▸ **Questions on the material**
#1 Return the stretch of the cell signaling text from "Paracrine signaling is" through "travel long distances.", copied word for word.
#2 Carry the cell signaling text forward, starting right after its final sentence.

▸ **Text segment**
What is quorum sensing and what role does it play for soil-dwelling bacteria when it happens?
Quorum sensing is a bacteria's ability to detect and respond properly to its surrounding cell population. The extracellular signaling molecules involved are autoinducers. The bacteria is able to share information about cell density in their environment and then alter their cellular response appropriately. It allows the bacterial population to act together to produce a coordinated response that benefits the community of bacteria as a whole, rather than by itself.
What type of local signaling is important for embryonic development and immune response?
The local signaling that is important for embryonic development and immune response is cell to cell recognition. Stem cells are able to differentiate into various cells necessary for an embryo to properly develop during embryonic development. This heavily relies on the glycoproteins that are on the cell membranes reacting to each other. Cells involved in the immune system use cell to cell communication to be able to distinguish between foreign invading cells from cells of the body. This is necessary for the body because if immune cells can’t tell the difference, they attack all of the cells, which causes an autoimmune disease.
What are the differences between paracrine signaling and endocrine signaling?
Paracrine signaling is a type of local signaling local regulator that is often involved in growth factors. Local regulating molecules are released into the extracellular fluid by the secreting cell The secreted molecules diffuse throughout the fluid and are detected by the receptors in the target cells, causing a reaction. Endocrine signaling is a long distance signaling that uses hormones. The signals are carried in the blood to the target cells. Target cells only react to certain ligands because each cell is specific so not all signals are picked up by all cells. Hormones travel long distances.

▸ **Entries supplied**
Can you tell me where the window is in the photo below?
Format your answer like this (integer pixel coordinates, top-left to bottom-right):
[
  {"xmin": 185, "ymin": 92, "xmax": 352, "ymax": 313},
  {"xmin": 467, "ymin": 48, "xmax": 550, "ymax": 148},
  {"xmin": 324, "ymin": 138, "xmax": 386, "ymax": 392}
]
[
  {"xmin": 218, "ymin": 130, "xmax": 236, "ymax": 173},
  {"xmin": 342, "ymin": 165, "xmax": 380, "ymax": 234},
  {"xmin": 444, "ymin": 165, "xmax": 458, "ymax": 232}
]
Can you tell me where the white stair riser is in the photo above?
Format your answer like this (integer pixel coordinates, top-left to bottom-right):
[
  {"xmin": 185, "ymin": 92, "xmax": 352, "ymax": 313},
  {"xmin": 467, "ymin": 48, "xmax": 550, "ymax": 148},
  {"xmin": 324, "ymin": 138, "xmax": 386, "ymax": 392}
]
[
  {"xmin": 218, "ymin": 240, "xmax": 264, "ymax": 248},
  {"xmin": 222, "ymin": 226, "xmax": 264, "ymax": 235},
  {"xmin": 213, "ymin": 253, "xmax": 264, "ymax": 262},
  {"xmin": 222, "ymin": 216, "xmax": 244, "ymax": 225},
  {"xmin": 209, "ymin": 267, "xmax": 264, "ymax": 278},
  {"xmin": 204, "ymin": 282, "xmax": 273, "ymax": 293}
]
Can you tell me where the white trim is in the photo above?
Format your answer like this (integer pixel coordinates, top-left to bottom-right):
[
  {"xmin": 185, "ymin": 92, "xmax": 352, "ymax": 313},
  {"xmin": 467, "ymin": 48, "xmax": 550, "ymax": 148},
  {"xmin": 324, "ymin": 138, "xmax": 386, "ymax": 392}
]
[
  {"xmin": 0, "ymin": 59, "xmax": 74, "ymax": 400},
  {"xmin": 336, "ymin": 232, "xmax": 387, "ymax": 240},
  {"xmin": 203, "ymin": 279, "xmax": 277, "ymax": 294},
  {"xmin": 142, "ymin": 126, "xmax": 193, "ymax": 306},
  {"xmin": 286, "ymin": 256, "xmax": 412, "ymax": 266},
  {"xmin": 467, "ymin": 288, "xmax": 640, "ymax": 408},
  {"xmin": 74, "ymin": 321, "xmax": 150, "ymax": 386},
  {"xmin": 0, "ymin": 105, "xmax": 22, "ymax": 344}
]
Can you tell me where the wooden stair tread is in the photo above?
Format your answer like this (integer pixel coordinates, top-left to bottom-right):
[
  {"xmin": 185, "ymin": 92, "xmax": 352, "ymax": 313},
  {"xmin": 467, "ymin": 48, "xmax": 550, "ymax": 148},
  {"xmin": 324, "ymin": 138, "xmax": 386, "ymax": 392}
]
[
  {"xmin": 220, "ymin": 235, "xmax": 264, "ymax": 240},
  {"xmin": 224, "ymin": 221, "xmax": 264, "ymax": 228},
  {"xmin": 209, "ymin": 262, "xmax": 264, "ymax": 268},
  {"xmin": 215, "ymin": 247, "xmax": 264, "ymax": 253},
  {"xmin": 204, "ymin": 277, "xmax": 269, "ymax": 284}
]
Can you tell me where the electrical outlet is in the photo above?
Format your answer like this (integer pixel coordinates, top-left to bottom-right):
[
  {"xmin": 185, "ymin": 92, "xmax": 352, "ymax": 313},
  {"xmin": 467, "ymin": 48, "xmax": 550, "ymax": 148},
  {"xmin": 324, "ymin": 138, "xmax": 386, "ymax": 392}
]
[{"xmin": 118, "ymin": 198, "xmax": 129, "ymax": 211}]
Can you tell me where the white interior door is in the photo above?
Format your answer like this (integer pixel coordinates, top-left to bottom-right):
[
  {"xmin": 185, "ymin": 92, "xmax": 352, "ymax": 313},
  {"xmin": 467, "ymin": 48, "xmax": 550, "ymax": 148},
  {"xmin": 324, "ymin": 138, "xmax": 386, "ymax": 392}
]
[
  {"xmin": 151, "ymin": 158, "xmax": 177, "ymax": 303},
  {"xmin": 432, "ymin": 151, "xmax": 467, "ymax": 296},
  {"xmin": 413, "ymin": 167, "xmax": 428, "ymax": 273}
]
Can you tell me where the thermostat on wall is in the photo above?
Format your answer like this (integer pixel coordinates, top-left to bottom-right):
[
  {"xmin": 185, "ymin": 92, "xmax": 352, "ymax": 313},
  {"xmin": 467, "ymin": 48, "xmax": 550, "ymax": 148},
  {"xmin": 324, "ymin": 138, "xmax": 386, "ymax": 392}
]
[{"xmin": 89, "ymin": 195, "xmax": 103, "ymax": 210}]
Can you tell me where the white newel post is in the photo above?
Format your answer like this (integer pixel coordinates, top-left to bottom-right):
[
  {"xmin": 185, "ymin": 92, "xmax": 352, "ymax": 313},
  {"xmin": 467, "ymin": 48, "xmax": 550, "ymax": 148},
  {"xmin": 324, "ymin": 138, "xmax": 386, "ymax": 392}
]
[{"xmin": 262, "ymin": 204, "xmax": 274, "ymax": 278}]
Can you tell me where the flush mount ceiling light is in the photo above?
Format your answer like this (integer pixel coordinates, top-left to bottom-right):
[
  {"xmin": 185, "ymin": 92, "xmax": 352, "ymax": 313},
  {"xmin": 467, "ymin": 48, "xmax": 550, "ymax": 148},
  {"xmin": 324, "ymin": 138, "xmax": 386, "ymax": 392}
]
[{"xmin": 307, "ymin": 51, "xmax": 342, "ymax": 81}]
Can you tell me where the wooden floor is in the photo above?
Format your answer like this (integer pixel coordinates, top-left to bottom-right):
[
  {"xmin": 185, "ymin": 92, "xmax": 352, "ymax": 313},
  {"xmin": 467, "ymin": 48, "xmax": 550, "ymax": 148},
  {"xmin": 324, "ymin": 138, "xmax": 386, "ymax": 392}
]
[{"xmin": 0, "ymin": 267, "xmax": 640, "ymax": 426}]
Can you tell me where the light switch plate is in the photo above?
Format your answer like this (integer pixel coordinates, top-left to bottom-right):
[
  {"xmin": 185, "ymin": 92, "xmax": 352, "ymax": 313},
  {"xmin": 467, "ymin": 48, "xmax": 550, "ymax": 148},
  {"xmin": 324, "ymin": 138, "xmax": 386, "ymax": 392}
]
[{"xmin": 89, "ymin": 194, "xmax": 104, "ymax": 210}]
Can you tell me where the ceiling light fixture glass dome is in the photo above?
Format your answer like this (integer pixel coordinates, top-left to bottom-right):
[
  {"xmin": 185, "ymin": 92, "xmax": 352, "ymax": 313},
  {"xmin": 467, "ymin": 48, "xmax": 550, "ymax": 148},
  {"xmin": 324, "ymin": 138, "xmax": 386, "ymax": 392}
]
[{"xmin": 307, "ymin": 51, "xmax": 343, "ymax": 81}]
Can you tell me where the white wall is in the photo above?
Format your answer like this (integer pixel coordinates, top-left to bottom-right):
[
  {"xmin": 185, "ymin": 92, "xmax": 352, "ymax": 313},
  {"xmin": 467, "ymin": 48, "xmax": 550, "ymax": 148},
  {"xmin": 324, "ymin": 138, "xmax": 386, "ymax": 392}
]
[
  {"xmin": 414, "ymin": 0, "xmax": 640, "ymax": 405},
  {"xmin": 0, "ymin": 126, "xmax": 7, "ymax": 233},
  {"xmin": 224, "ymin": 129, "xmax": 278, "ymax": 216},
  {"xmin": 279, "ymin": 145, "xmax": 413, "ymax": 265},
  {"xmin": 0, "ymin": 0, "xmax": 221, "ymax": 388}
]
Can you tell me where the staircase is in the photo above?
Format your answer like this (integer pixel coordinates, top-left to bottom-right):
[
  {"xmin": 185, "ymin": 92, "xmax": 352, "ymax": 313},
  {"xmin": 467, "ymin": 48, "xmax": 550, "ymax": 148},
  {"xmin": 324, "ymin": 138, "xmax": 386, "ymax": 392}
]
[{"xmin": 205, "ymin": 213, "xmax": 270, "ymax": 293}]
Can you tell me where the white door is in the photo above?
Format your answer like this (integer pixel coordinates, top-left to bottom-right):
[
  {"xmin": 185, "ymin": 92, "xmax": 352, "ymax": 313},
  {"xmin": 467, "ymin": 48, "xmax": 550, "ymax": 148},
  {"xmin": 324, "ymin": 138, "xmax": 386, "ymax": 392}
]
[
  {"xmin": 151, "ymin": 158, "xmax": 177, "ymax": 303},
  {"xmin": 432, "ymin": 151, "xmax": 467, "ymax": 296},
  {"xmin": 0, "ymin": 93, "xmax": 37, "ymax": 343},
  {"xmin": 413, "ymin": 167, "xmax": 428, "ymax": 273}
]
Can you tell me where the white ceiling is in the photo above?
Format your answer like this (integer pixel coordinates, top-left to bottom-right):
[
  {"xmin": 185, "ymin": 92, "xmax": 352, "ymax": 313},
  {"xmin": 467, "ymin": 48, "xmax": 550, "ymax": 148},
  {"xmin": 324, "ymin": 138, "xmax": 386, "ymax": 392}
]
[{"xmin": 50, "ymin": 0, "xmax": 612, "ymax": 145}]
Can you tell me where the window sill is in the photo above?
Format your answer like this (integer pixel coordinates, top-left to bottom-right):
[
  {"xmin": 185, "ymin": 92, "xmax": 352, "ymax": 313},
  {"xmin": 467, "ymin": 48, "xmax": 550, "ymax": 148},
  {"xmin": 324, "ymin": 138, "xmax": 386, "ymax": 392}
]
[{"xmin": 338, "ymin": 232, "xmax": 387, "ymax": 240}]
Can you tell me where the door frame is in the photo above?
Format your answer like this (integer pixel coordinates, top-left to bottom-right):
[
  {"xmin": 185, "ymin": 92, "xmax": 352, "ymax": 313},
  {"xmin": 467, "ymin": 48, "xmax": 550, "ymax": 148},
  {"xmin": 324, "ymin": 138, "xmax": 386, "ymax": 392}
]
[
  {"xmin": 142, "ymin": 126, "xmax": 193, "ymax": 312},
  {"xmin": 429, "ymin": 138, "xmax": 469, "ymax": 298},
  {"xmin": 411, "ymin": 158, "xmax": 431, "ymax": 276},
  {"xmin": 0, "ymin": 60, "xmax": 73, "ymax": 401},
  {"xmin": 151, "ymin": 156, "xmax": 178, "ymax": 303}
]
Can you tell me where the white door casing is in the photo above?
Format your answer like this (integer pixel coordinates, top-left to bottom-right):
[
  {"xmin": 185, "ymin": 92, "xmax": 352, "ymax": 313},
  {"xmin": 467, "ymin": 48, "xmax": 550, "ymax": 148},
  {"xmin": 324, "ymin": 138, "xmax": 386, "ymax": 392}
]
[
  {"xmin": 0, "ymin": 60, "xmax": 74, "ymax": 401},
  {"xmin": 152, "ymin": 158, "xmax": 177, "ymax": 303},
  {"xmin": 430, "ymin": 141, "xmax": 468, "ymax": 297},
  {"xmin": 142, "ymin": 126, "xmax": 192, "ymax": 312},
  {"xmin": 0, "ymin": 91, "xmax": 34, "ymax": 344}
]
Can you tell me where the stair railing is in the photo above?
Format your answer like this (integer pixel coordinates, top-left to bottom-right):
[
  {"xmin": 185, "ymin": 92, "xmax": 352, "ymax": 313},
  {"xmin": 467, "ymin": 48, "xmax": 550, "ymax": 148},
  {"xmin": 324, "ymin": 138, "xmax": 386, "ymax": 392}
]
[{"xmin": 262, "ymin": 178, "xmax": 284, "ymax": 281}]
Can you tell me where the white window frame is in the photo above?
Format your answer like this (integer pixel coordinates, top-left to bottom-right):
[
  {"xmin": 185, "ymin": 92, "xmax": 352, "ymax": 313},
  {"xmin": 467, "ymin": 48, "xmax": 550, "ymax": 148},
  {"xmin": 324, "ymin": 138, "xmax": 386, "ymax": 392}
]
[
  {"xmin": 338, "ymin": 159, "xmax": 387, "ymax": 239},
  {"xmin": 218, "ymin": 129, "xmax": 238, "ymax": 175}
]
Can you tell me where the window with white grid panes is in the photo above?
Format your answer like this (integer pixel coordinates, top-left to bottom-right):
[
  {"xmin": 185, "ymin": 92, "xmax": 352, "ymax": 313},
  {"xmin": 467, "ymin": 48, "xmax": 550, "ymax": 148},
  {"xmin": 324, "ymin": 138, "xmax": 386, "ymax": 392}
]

==

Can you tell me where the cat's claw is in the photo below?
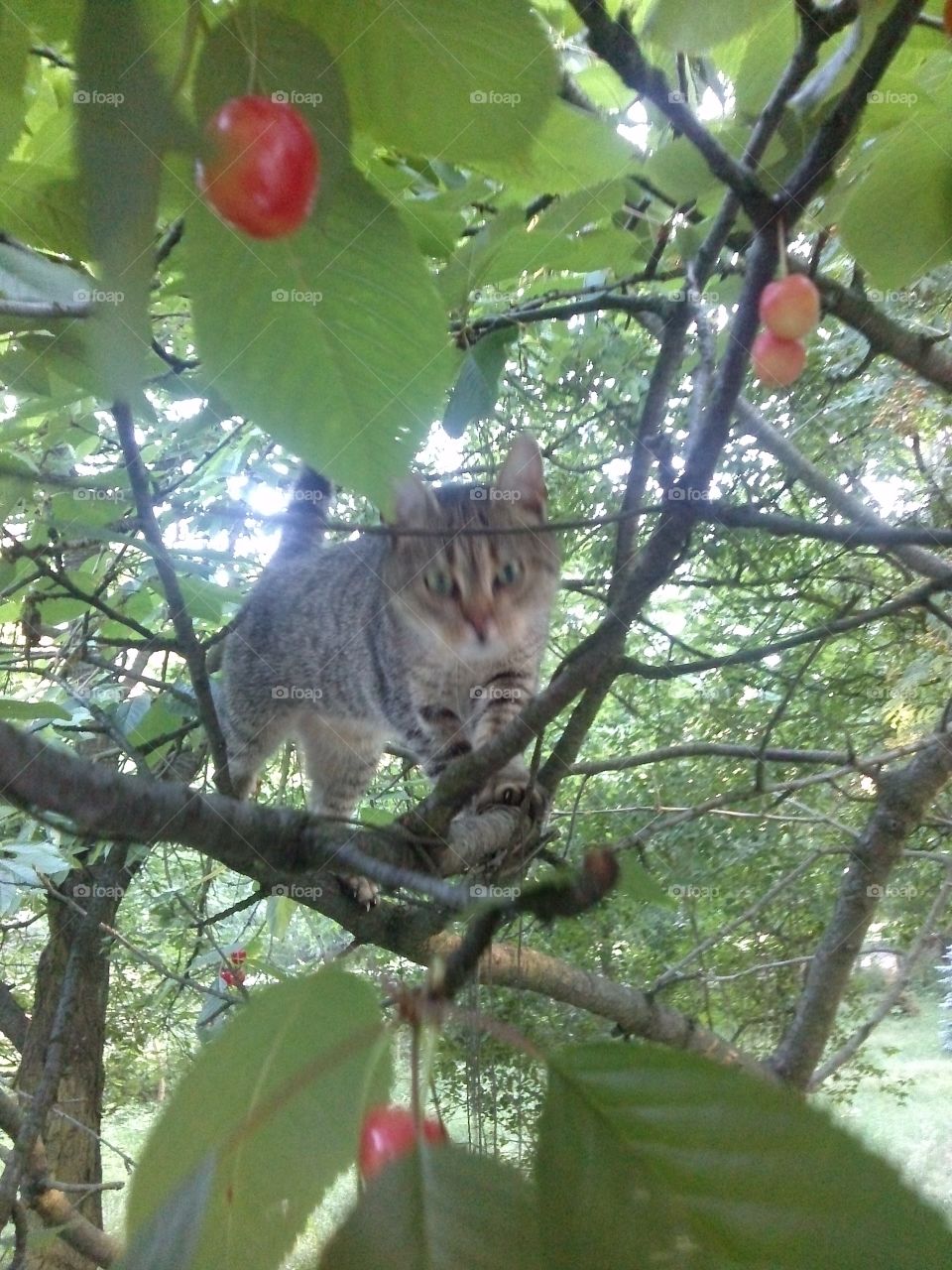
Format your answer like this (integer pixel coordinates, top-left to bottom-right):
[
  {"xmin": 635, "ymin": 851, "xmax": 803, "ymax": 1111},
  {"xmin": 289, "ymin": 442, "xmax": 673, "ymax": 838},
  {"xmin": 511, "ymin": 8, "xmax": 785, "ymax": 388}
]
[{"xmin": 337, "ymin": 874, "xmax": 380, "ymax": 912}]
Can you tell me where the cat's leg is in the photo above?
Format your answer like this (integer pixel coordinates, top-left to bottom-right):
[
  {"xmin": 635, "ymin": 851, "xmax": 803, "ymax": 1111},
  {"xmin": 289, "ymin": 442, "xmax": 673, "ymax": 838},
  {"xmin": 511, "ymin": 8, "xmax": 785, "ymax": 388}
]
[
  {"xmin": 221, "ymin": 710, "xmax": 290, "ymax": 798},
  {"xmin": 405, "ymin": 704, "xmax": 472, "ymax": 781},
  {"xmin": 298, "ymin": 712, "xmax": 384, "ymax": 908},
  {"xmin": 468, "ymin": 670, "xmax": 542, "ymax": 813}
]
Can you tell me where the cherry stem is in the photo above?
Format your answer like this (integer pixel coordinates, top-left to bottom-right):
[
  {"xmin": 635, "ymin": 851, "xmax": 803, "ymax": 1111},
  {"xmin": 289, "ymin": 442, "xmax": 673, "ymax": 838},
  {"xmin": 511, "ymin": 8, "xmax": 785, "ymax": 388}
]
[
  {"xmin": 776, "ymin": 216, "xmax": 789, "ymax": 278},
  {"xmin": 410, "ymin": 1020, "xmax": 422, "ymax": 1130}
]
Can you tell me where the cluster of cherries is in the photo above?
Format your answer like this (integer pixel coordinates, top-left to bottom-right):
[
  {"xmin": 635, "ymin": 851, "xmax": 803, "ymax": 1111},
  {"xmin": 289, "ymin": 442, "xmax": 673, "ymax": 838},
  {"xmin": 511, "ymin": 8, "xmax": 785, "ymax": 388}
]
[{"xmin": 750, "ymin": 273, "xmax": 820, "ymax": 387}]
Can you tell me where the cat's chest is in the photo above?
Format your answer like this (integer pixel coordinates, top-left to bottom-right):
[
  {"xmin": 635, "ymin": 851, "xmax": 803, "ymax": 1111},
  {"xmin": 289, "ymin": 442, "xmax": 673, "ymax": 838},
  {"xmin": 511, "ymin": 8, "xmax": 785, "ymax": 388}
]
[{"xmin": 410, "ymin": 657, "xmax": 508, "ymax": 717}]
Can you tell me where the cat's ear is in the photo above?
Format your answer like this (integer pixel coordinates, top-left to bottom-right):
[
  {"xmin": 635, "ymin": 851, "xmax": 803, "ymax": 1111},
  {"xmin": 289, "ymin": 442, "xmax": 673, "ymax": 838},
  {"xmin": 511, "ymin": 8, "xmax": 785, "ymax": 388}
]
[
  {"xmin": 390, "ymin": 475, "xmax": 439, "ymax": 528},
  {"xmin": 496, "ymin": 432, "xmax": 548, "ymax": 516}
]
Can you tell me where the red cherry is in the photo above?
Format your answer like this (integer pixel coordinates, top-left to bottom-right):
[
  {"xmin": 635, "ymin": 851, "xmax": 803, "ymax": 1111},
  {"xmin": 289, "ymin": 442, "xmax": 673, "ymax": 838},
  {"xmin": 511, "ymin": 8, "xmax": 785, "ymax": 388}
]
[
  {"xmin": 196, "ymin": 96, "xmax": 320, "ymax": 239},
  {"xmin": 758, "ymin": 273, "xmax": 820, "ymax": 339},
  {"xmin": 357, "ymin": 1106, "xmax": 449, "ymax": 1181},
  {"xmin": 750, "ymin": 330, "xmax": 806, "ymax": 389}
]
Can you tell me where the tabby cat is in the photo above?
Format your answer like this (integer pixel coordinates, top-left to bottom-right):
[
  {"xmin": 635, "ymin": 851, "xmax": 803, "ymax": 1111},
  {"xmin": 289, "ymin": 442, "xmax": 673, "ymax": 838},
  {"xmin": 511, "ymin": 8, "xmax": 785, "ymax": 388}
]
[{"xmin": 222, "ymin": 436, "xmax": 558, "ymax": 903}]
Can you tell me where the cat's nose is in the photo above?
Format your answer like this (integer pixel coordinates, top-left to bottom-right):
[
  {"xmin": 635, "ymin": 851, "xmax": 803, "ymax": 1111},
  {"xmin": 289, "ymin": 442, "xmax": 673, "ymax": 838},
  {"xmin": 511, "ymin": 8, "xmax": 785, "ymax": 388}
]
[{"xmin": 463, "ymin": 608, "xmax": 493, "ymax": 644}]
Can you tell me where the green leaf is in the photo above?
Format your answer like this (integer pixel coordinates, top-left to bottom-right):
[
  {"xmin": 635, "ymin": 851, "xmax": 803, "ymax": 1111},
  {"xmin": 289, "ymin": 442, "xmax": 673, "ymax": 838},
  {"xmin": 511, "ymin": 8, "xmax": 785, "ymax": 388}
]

▸ **Responses for each task**
#1
Paracrine signaling is a type of local signaling local regulator that is often involved in growth factors. Local regulating molecules are released into the extracellular fluid by the secreting cell The secreted molecules diffuse throughout the fluid and are detected by the receptors in the target cells, causing a reaction. Endocrine signaling is a long distance signaling that uses hormones. The signals are carried in the blood to the target cells. Target cells only react to certain ligands because each cell is specific so not all signals are picked up by all cells. Hormones travel long distances.

#2
Cell Signaling Worksheet
What is the key difference between RTKs and GPCRs?
With a common structure and signaling method, GPCRs are cell surface receptors. They have many different protein segments that pass through the phospholipid bilayer membrane and the message is transmitted into the cell using a g protein. They are able to bind with many different types of ligands because they are diverse. RTKs are enzyme linked receptors that are found that transfer an inorganic phosphate to the tyrosine amino acid. They work by binding the ligand to the extracellular domain of 2 nearby receptor tyrosine kinases. Then the neighboring receptors dimerize. Next the receptors attach phosphates to the tyrosine in the opposite intracellular domain. The phosphorylated tyrosine is able to transmit signals to other molecules.
What type of receptors are the odorant receptors. Explain about the way they may transfer the sense of smell. (Your explanation should be from this page so it should be very simple, any complicated explanation about physiology of sense of smell will be considered plagiarism)
GPCRs are the odorant receptors. Humans have 800 of these odorant receptors and each bonds its own “scent molecule” like a chemical in cologne or the scent of vegetables rotting. When a ligand binds to the receptor, a signal from the receptor is directly sent to the brain which makes us smell the scent.
Overactivation or over abundance of which type of receptor may cause cancer? Why do you think this happens?
Overactivation or overabundance of RTKs may cause cancer. This is because RTKs are able to bind to growth factors that produce signals that promote cell division. In the case of a cancerous cell being processed by an RTK, a cancer cell rapidly multiplies, causing cancer.
Name some steroid hormones. Where are the receptors for these types of hormones located?
Some steroid hormones are estradiol, testosterone and vitamin d. The receptors for these types of hormones are located in the nucleus or the cytoplasm. This is possible because hormones are small, hydrophobic ligands can through the membrane and bind without any imposing factors to the receptors. One issue that appears is the necessity of binding to a carrier protein to travel through the bloodstream because of their hydrophobic traits.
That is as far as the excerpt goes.